PAGE EXCERPT>
— start —

Pope John Paul II reminds the Church in the new encyclical Ecclesia de
Eucharistia (The Church from the Eucharist) that the Blessed Mother
lived a Eucharistic life and teaches us how to do the same. First, by
saying “Amen” or “Let it be” at the Annunciation, she became the first
“tabernacle” in history when our Lord was conceived in her womb. When
the priest says, “The Body of Christ” at communion, the faithful also
respond “Amen” and become human tabernacles of the Lord. The Pope
writes: “…the flesh of the Son of Man, given as food, is his body in
its glorious state after the resurrection. With the Eucharist we
digest, as it were, the ‘secret’ of the resurrection.” (n. 18)

— end —

AIM OF THE EXERCISE>
Please carry on the passage about Mary's Eucharistic life from where it stops.

INFORMATION SUPPLIED>

— start —

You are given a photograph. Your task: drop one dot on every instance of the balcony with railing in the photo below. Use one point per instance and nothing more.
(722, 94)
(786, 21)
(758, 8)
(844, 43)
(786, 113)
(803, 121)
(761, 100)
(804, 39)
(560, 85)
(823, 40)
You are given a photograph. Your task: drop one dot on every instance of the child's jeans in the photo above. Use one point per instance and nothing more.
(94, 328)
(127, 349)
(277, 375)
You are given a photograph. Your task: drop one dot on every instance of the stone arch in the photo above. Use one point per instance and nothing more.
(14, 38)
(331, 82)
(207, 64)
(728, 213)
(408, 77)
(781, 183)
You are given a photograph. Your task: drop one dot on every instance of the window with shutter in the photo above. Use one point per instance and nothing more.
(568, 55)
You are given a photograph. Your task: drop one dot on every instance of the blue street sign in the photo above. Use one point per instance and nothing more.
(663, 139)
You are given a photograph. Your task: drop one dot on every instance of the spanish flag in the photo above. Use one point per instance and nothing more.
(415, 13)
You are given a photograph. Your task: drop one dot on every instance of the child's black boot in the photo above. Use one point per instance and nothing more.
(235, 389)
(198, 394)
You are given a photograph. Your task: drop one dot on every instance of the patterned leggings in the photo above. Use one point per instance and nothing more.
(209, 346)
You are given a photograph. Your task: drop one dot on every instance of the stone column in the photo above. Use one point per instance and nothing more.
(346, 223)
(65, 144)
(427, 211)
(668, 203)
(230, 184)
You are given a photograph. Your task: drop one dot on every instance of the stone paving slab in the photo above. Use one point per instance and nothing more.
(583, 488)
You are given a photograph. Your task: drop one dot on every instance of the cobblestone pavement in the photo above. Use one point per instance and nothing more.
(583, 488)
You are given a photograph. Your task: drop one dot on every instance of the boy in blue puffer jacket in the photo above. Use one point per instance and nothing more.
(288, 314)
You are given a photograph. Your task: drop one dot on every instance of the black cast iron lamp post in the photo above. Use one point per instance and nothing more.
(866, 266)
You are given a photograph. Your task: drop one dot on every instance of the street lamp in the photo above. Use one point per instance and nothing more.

— end —

THE OUTPUT>
Secondly, the Blessed Mother is a model of how to think
eucharistically all the time. From the time of the Presentation when
Simeon said that a sword would pierce her heart, she was thinking of
her Son’s sacrifice. This anticipation intensified at the wedding in
Cana when Christ spoke of his approaching “hour.” At the foot of the
Cross she was a witness to the Holy Sacrifice as we are at each Mass.
After Pentecost, she received the Eucharist with the rest of the
believers when the Apostles celebrated the new sacrament. As such, she
shows how we should divide each day and week into either thinking of
the Holy Mass we are going to attend, or giving thanks for the Holy
Mass we have attended.
The Pope speaks of an “eschatological tension.” Eschaton is a word
which refers to the culmination of human history and the vision of
heaven. In the Eucharist we are in time and space, in a building made
of stone by human hands, but we also are in the heavenly company of the
angels and saints and the Blessed Mother. That creates a tension, not
in the sense of a contradictory neurosis, but as a joyful communion
with the Church in heaven, in expectation of our own eternal life.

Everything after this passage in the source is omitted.